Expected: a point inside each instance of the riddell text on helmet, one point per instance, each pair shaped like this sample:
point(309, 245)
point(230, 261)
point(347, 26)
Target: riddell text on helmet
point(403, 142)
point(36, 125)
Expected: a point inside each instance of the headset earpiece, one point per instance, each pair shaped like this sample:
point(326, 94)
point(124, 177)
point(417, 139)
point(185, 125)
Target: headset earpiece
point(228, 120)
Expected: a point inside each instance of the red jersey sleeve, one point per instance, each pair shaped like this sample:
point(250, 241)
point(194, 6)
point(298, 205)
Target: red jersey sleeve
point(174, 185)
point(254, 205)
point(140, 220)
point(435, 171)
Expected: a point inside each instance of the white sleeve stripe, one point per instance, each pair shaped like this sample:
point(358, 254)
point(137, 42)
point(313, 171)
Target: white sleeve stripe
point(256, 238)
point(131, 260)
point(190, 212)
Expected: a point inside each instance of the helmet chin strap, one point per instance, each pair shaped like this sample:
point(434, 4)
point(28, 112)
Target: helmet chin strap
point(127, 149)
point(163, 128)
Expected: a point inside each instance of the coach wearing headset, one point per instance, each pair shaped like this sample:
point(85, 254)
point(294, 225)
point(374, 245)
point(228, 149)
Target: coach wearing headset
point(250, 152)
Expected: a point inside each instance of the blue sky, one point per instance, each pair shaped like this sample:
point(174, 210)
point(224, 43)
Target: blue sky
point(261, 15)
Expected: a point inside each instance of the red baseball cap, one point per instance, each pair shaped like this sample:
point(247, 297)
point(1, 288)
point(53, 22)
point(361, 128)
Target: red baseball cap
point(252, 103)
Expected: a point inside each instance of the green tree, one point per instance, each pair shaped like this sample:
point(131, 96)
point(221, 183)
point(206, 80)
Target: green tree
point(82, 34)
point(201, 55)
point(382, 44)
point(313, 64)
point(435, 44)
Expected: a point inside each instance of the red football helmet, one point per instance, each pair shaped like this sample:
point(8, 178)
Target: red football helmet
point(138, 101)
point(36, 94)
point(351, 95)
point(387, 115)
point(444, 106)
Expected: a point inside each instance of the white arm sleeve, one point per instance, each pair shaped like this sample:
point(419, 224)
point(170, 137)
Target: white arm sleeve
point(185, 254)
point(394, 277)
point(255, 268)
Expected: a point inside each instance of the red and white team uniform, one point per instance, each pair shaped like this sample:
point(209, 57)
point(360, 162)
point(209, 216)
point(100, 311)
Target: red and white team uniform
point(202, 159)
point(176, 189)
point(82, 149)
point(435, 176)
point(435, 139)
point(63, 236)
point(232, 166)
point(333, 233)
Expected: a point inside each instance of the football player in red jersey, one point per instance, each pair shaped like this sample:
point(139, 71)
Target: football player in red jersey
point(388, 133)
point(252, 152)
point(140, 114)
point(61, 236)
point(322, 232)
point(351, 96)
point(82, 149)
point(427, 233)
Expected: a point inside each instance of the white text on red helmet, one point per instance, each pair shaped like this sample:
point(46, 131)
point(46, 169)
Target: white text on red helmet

+ + + + + + +

● **WHAT THE EXERCISE ASKS**:
Put every line of the records above into a numbered list, leaving out any blank lines.

● **TASK SOLUTION**:
1. Expected: a point inside each instance of the riddell text on helmet, one point per instance, each pair shaped like this sample:
2. point(309, 245)
3. point(230, 261)
4. point(347, 26)
5. Target: riddell text on helmet
6. point(403, 142)
7. point(36, 125)
8. Expected: a point inside each instance of the headset earpiece, one point per instance, each pair shaped like this sample:
9. point(326, 94)
10. point(124, 177)
11. point(417, 139)
12. point(185, 125)
13. Target: headset earpiece
14. point(228, 120)
15. Expected: a point inside each instance of the red jersey sleeve, one point per instance, each pair shaped like this sample:
16. point(250, 241)
17. point(194, 6)
18. point(298, 205)
19. Target: red jersey sleeve
20. point(174, 185)
21. point(254, 205)
22. point(140, 220)
23. point(435, 171)
24. Expected: a point inside each instance of the white sleeve stripe, one point per instance, each pair shaped like this sample:
25. point(358, 254)
26. point(137, 42)
27. point(313, 171)
28. Target: white sleeve stripe
29. point(256, 238)
30. point(131, 260)
31. point(190, 212)
32. Expected: a point inside each instance of the helmet chin strap, one point per instance, each pair shaped like this sample:
33. point(434, 4)
34. point(28, 112)
35. Target: helmet chin strap
36. point(127, 149)
37. point(163, 128)
38. Expected: a point inside each instance of the coach wearing headset, one point per instance, each pair shaped like this sample:
39. point(85, 254)
40. point(294, 225)
41. point(374, 245)
42. point(228, 149)
43. Target: coach wearing headset
44. point(250, 152)
45. Expected: a point inside each instance of the blue sky, one point per instance, each pair shaped like this sample:
46. point(174, 210)
47. point(224, 43)
48. Target: blue sky
49. point(261, 15)
50. Expected: a point inside each instance of the red baseball cap, one point per instance, each pair shaped like this sample:
51. point(247, 297)
52. point(1, 288)
53. point(53, 22)
54. point(361, 128)
55. Target: red baseball cap
56. point(252, 103)
57. Expected: a point inside each instance of the green tree, one point per instance, each pair shaped like this sample:
58. point(131, 96)
59. point(221, 183)
60. point(206, 80)
61. Target: green tree
62. point(82, 34)
63. point(201, 55)
64. point(382, 44)
65. point(313, 64)
66. point(435, 44)
67. Expected: a point inside each instance of the red football helmet, one point per instance, each pair shaped like this sample:
68. point(8, 178)
69. Target: red football helmet
70. point(138, 101)
71. point(36, 94)
72. point(351, 95)
73. point(387, 115)
74. point(444, 106)
75. Expected: a point inside each instance of the white arm sleeve, one point per instance, each pair shaped like this sample:
76. point(419, 224)
77. point(170, 137)
78. Target: white arm sleeve
79. point(185, 254)
80. point(394, 277)
81. point(255, 268)
82. Expected: a point inside each instance of the red and white team uniform, one point per instance, each pair shaped like this sample:
83. point(209, 57)
84. point(360, 162)
85. point(209, 216)
86. point(100, 311)
87. Target: red and white team uniform
88. point(202, 159)
89. point(176, 189)
90. point(82, 149)
91. point(435, 176)
92. point(435, 139)
93. point(63, 236)
94. point(232, 166)
95. point(333, 233)
96. Expected: a point inside each instance of the football player in red jersey, one point per instance, each pair shaped like this sample:
97. point(139, 71)
98. Target: football player in red jersey
99. point(388, 133)
100. point(252, 152)
101. point(140, 114)
102. point(61, 236)
103. point(322, 232)
104. point(351, 96)
105. point(82, 149)
106. point(427, 233)
107. Expected: a point inside each instance of the white text on red helmet, one point per instance, each pair shaped like this sample:
108. point(46, 131)
109. point(46, 169)
110. Target: white text on red helmet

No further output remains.